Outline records
—————

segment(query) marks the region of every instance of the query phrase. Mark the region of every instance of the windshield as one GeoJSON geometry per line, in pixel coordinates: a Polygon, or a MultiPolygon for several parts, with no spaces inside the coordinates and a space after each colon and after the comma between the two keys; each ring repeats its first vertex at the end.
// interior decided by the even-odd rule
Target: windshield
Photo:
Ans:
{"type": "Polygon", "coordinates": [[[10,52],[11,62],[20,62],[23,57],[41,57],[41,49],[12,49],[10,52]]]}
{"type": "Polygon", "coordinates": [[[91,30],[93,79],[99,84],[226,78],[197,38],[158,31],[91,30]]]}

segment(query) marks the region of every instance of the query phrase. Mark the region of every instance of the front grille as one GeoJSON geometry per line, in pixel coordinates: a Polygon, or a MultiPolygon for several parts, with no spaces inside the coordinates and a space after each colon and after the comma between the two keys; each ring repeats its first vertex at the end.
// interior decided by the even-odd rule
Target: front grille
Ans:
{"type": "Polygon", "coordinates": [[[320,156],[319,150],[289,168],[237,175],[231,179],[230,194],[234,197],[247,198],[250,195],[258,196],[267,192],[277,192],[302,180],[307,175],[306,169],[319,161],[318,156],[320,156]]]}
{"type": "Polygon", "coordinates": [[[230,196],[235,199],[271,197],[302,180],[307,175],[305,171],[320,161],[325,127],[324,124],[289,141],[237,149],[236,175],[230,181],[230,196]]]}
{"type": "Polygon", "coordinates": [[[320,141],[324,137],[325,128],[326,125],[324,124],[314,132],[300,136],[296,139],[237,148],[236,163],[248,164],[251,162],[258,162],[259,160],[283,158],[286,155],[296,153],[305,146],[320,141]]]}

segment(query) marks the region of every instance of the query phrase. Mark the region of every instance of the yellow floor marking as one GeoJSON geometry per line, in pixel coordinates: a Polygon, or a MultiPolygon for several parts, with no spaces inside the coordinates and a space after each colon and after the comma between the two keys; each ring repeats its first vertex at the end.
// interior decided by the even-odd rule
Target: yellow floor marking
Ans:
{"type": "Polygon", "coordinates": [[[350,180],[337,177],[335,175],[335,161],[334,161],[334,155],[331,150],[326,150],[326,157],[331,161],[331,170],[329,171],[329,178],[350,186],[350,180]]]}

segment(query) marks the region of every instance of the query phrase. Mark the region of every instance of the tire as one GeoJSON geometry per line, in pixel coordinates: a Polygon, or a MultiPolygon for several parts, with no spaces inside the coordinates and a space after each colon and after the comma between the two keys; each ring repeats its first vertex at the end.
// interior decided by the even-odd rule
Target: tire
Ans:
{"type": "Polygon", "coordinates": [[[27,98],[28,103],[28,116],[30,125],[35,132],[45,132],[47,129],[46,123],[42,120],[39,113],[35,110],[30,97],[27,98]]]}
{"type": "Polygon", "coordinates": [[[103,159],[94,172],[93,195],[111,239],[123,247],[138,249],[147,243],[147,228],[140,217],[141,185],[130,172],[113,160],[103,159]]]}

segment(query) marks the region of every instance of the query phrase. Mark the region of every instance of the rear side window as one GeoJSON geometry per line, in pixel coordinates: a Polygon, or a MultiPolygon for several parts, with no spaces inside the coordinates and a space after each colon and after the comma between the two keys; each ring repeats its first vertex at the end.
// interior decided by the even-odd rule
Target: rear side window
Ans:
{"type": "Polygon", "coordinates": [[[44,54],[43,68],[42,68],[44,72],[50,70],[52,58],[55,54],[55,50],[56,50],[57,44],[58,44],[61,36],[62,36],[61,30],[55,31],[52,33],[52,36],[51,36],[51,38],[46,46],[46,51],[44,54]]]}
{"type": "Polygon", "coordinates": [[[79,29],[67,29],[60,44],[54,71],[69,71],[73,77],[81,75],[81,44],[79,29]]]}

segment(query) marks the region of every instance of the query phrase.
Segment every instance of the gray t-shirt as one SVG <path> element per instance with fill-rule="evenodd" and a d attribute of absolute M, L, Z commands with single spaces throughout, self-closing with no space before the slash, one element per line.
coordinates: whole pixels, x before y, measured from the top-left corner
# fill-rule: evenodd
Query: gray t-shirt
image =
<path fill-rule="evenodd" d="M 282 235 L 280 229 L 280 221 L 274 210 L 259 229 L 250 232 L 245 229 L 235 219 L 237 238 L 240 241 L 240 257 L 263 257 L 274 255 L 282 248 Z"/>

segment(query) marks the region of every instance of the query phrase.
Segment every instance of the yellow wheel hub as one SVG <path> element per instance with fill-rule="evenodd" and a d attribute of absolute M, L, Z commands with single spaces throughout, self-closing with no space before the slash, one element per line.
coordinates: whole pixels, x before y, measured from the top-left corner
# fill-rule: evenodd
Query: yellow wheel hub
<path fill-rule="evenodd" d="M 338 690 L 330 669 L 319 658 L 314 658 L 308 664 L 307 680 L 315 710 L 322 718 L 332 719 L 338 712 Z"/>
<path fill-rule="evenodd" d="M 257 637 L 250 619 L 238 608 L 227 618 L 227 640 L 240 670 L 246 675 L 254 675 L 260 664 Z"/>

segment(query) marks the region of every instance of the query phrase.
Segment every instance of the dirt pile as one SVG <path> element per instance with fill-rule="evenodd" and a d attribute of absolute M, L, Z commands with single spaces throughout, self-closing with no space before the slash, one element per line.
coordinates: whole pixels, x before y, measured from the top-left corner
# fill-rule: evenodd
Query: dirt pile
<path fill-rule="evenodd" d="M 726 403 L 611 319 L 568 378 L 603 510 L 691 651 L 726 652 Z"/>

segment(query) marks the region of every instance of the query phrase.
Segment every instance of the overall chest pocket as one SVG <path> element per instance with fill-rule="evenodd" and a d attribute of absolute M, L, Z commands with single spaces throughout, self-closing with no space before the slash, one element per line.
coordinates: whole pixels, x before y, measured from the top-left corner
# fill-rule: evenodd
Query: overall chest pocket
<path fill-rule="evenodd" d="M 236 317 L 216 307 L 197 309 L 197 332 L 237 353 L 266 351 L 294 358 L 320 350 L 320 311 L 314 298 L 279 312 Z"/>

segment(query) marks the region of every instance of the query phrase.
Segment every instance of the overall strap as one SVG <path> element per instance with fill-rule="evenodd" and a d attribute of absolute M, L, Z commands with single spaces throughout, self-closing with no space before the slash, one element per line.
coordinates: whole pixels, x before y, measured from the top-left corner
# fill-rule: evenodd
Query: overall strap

—————

Print the lines in the entries above verbatim, covering every one of the entries.

segment(query) marks the region of every instance of the query phrase. Mark the region of every instance of the windshield as one GeoJSON geometry per line, in pixel coordinates: a Polygon, or a MultiPolygon for several parts, with no spaces inside the coordinates and a space after each colon and after the comma between the two keys; each ring repeats its first vertex at the end.
// interior decided by the even-odd rule
Target: windshield
Photo:
Ans:
{"type": "Polygon", "coordinates": [[[10,52],[11,62],[20,62],[23,57],[41,57],[41,49],[12,49],[10,52]]]}
{"type": "Polygon", "coordinates": [[[91,30],[93,79],[99,84],[226,78],[197,38],[158,31],[91,30]]]}

segment(query) marks the region of every instance of the query phrase. Mark the region of every instance of the front grille as one GeoJSON geometry per line, in pixel coordinates: a Polygon, or a MultiPolygon for several parts, with no spaces inside the coordinates and a space after each colon and after the comma between the two keys; each ring repeats its first vertex at the end.
// interior decided by the even-odd rule
Target: front grille
Ans:
{"type": "Polygon", "coordinates": [[[320,156],[319,150],[289,168],[237,175],[231,179],[230,194],[234,197],[247,198],[250,195],[258,196],[267,192],[277,192],[302,180],[307,175],[306,169],[319,161],[318,156],[320,156]]]}
{"type": "Polygon", "coordinates": [[[230,196],[235,199],[271,197],[302,180],[307,175],[305,171],[320,161],[325,127],[324,124],[289,141],[237,149],[236,175],[230,181],[230,196]]]}
{"type": "Polygon", "coordinates": [[[320,141],[324,137],[325,128],[326,125],[324,124],[314,132],[300,136],[296,139],[237,148],[236,163],[248,164],[251,162],[258,162],[259,160],[283,158],[286,155],[296,153],[305,146],[320,141]]]}

segment(query) marks the region of every instance of the query phrase. Mark the region of every instance of the yellow floor marking as one GeoJSON geometry per line, in pixel coordinates: a Polygon, or a MultiPolygon for several parts, with no spaces inside the coordinates and a space after each colon and after the comma between the two keys; each ring repeats its first vertex at the end.
// interior decided by the even-odd rule
Target: yellow floor marking
Ans:
{"type": "Polygon", "coordinates": [[[350,180],[337,177],[335,175],[335,161],[334,161],[334,155],[331,150],[326,150],[326,157],[331,161],[331,170],[329,171],[329,178],[350,186],[350,180]]]}

segment(query) marks the region of every instance of the query phrase. Mark the region of every instance of the tire as one GeoJSON geometry per line, in pixel coordinates: a Polygon, or a MultiPolygon for several parts, with no spaces inside the coordinates and a space after each colon and after the comma between the two keys; each ring repeats its first vertex at the end.
// interior decided by the even-odd rule
Target: tire
Ans:
{"type": "Polygon", "coordinates": [[[27,98],[28,103],[28,116],[30,125],[35,132],[45,132],[47,129],[46,123],[42,120],[39,113],[35,110],[30,97],[27,98]]]}
{"type": "Polygon", "coordinates": [[[103,159],[94,172],[93,195],[111,239],[123,247],[138,249],[147,243],[147,228],[140,217],[141,185],[130,172],[113,160],[103,159]]]}

segment(query) marks the region of every instance of the query phrase. Mark the region of every instance of the rear side window as one GeoJSON geometry per line, in pixel coordinates: a Polygon, or a MultiPolygon for several parts, with no spaces inside the coordinates and a space after each colon and after the comma between the two keys; each ring repeats its first vertex at the end.
// interior decided by the even-odd rule
Target: rear side window
Ans:
{"type": "Polygon", "coordinates": [[[44,54],[43,68],[42,68],[44,72],[50,70],[52,58],[55,54],[55,50],[56,50],[57,44],[58,44],[61,36],[62,36],[61,30],[55,31],[52,33],[52,36],[51,36],[51,38],[46,46],[46,51],[44,54]]]}
{"type": "Polygon", "coordinates": [[[79,29],[67,29],[60,44],[54,71],[69,71],[73,77],[81,75],[81,44],[79,29]]]}

segment(query) marks the region of every instance of the query phrase.
Segment every instance of the gray t-shirt as one SVG <path> element per instance with fill-rule="evenodd" and a d attribute of absolute M, L, Z commands with single spaces throughout, self-closing with no space before the slash, one element per line.
coordinates: whole pixels, x before y, measured from the top-left corner
# fill-rule: evenodd
Query: gray t-shirt
image =
<path fill-rule="evenodd" d="M 282 235 L 280 229 L 280 221 L 274 210 L 259 229 L 250 232 L 245 229 L 235 219 L 237 238 L 240 241 L 240 257 L 263 257 L 274 255 L 282 248 Z"/>

segment(query) marks the region of every instance of the query phrase.
Segment every instance of the yellow wheel hub as one SVG <path> element per instance with fill-rule="evenodd" and a d attribute of absolute M, L, Z commands with single spaces throughout, self-closing with no space before the slash, one element per line.
coordinates: whole pixels, x before y, measured from the top-left corner
# fill-rule: evenodd
Query: yellow wheel hub
<path fill-rule="evenodd" d="M 338 690 L 330 669 L 319 658 L 314 658 L 308 664 L 307 680 L 315 710 L 322 718 L 332 719 L 338 712 Z"/>
<path fill-rule="evenodd" d="M 257 637 L 250 619 L 238 608 L 227 618 L 227 640 L 240 670 L 246 675 L 254 675 L 260 664 Z"/>

segment(query) marks the region of every instance of the query phrase.
Segment every instance of the dirt pile as one SVG <path> element per instance with fill-rule="evenodd" and a d attribute of absolute M, L, Z commands with single spaces throughout, self-closing with no space before the slash, one element per line.
coordinates: whole pixels, x before y, measured from the top-left corner
# fill-rule: evenodd
Query: dirt pile
<path fill-rule="evenodd" d="M 726 403 L 611 319 L 568 378 L 603 510 L 691 651 L 726 652 Z"/>

segment(query) marks the region of every instance of the query phrase.
Segment every instance of the overall chest pocket as one SVG <path> element per instance with fill-rule="evenodd" and a d attribute of absolute M, L, Z commands with single spaces throughout, self-closing with no space before the slash, one element per line.
coordinates: whole pixels, x before y, measured from the top-left corner
# fill-rule: evenodd
Query: overall chest pocket
<path fill-rule="evenodd" d="M 236 317 L 216 307 L 197 309 L 197 332 L 237 353 L 266 351 L 294 358 L 320 350 L 320 311 L 314 298 L 279 312 Z"/>

segment(query) marks the region of every instance of the query phrase.
Segment every instance of the overall strap as one SVG <path> element per instance with fill-rule="evenodd" and a d attribute of absolute M, L, Z commands with single spaces throughout, self-closing with no space before the slash, one element per line.
coordinates: whole pixels, x before y, measured from the top-left corner
# fill-rule: evenodd
Query: overall strap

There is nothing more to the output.